Hardware: central processing unit (CPU) architecture, components and their functions (ALU, CU, registers, buses, cache)

What you'll learn

This revision guide covers the architecture of the central processing unit (CPU) and how its components work together to execute instructions. You'll understand the purpose of the ALU, Control Unit, registers, buses and cache memory, and how they interact during the fetch-decode-execute cycle. This topic is fundamental to understanding how computers process data and is frequently tested in both Paper 1 and Paper 2 of the CIE IGCSE Computer Science examination.

Key terms and definitions

Central Processing Unit (CPU) — the electronic circuitry that executes instructions from programs by performing basic arithmetic, logic, control and input/output operations

Arithmetic Logic Unit (ALU) — the component of the CPU that performs arithmetic operations (addition, subtraction) and logical operations (AND, OR, NOT, comparisons)

Control Unit (CU) — the component that manages the execution of instructions by directing the operation of the processor, controlling the flow of data between the CPU and other devices

Register — a small, high-speed storage location within the CPU used to temporarily hold data, addresses or instructions during processing

System bus — a set of parallel wires that transmits data, addresses and control signals between the CPU and other components

Cache memory — a small amount of high-speed memory located inside or very close to the CPU that stores frequently accessed data and instructions

Clock speed — the number of fetch-decode-execute cycles the CPU can complete per second, measured in hertz (Hz)

Core — an independent processing unit within a CPU capable of executing its own fetch-decode-execute cycle

Core concepts

CPU architecture overview

The CPU is the 'brain' of the computer system. It consists of several key components that work together to process instructions:

• The Arithmetic Logic Unit (ALU) performs all calculations and logical decisions
• The Control Unit (CU) coordinates and manages all CPU operations
• Registers provide temporary, high-speed storage for data being processed
• The system buses transport data between components
• Cache memory stores frequently used instructions and data for rapid access

These components are all housed on a single integrated circuit chip called a microprocessor. In modern systems, the CPU may contain multiple cores, each capable of independent processing.

The Arithmetic Logic Unit (ALU)

The ALU performs two categories of operations:

Arithmetic operations:

• Addition and subtraction
• Multiplication and division (in some processors)
• Increment and decrement operations

Logical operations:

• Boolean logic (AND, OR, NOT, XOR)
• Comparison operations (equal to, greater than, less than)
• Bit-shifting operations

The ALU receives data from registers, performs the requested operation, and stores the result back in a register. It uses logic gates to perform these operations and sets flags to indicate conditions such as zero results, negative numbers or overflow errors.

Challenge A >> Pull out every line of the records that contains the string "foam", matching case exactly.
The CPU revision guide has no connection to the records.

Information given >>
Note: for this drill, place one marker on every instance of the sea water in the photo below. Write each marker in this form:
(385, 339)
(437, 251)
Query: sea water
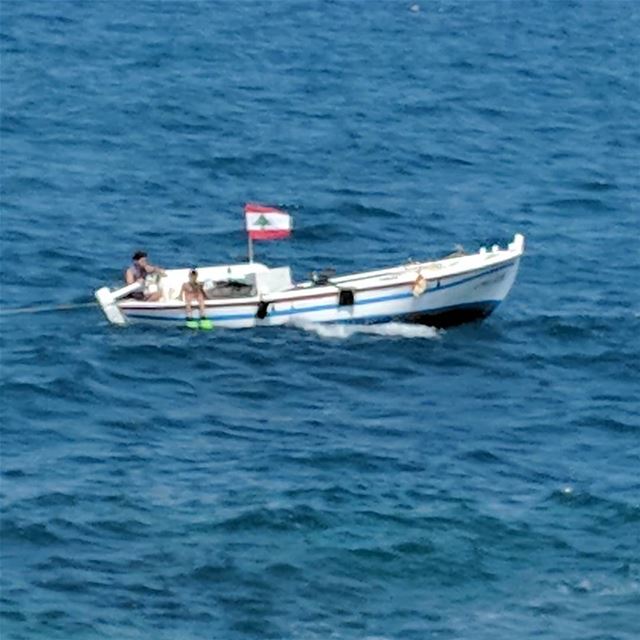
(393, 482)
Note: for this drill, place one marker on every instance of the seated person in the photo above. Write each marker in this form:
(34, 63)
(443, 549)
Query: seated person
(137, 272)
(192, 292)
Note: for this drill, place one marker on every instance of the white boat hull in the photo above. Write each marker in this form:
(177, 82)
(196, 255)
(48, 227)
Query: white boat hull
(455, 290)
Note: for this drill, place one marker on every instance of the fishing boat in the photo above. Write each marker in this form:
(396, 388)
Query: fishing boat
(452, 290)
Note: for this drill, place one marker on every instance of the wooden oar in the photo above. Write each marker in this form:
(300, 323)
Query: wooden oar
(107, 300)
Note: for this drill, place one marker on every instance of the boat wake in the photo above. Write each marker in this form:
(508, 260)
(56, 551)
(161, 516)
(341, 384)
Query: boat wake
(390, 329)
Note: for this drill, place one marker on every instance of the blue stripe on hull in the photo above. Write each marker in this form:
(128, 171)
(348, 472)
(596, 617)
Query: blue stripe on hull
(441, 317)
(332, 306)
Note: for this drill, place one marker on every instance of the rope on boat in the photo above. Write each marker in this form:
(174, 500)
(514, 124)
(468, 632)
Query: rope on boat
(46, 308)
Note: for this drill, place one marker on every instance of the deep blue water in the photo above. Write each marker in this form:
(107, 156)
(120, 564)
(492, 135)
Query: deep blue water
(481, 482)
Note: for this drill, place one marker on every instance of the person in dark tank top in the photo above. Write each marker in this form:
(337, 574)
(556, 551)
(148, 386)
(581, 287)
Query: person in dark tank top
(138, 271)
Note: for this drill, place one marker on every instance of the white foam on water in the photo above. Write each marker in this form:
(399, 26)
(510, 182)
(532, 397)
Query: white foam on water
(390, 329)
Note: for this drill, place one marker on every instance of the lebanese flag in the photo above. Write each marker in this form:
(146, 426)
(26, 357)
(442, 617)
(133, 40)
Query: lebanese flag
(266, 223)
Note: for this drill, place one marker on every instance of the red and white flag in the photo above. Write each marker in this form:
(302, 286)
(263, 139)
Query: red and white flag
(266, 223)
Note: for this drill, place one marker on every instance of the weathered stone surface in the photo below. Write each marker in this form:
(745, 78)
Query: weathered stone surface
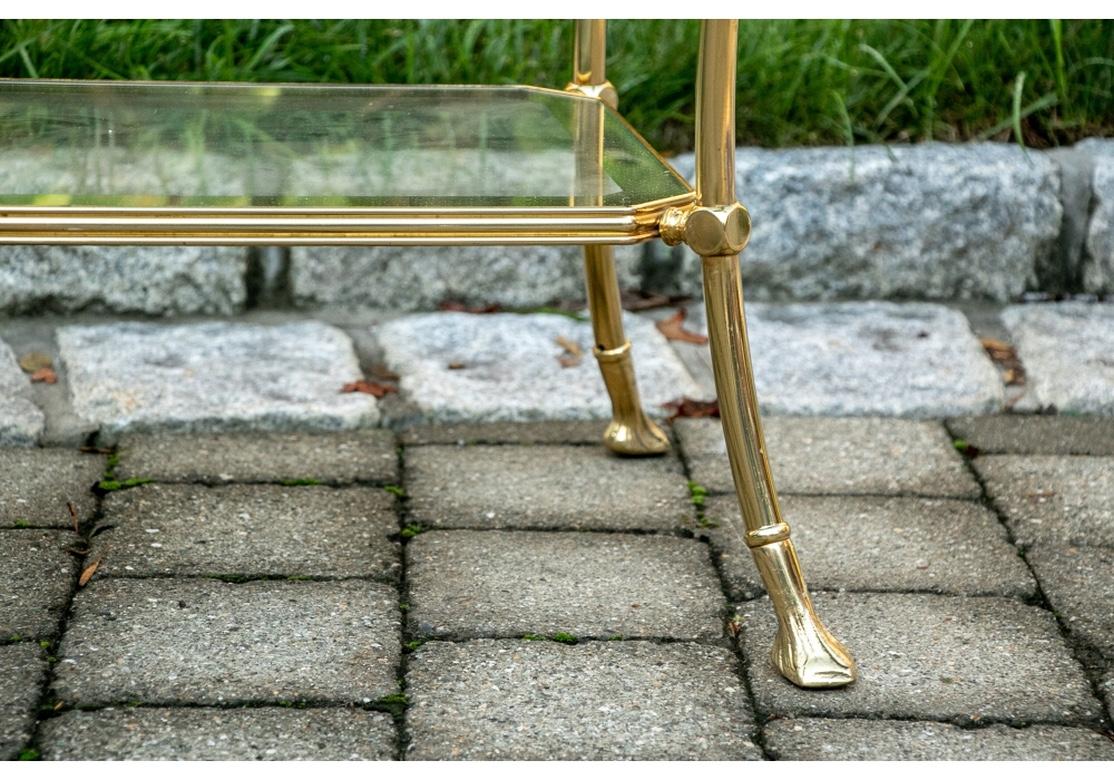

Challenge B >> Please carry on the CPU revision guide from the point where its text stops.

Task response A >>
Note: for this drill, place one marker on every instance of the white foam on water in the photo above. Write each marker in this form:
Query: white foam on water

Task response B >>
The Control Unit (CU)

The Control Unit manages and coordinates all operations within the CPU. Its responsibilities include:

• Controlling the fetch-decode-execute cycle
• Decoding instructions to determine what operations are required
• Sending control signals to other components (ALU, registers, memory)
• Managing the timing of operations using the system clock
• Directing data flow between the CPU and other system components

The CU does not process or store data itself. Instead, it acts as a 'traffic controller', ensuring that instructions are executed in the correct sequence and that data moves to the right locations at the right time.

Registers

Registers are small storage locations within the CPU that hold data temporarily during processing. They are the fastest form of memory in the computer system. Key registers in the CIE IGCSE specification include:

Program Counter (PC):

• Holds the memory address of the next instruction to be fetched
• Automatically increments after each instruction is fetched
• Can be changed by jump or branch instructions

Memory Address Register (MAR):

• Holds the address of the memory location to be read from or written to
• Connected to the address bus

Memory Data Register (MDR):

• Temporarily stores data being transferred to or from memory
• Connected to the data bus
• Also called the Memory Buffer Register (MBR)

Current Instruction Register (CIR):

• Holds the instruction currently being decoded and executed
• Also called the Instruction Register (IR)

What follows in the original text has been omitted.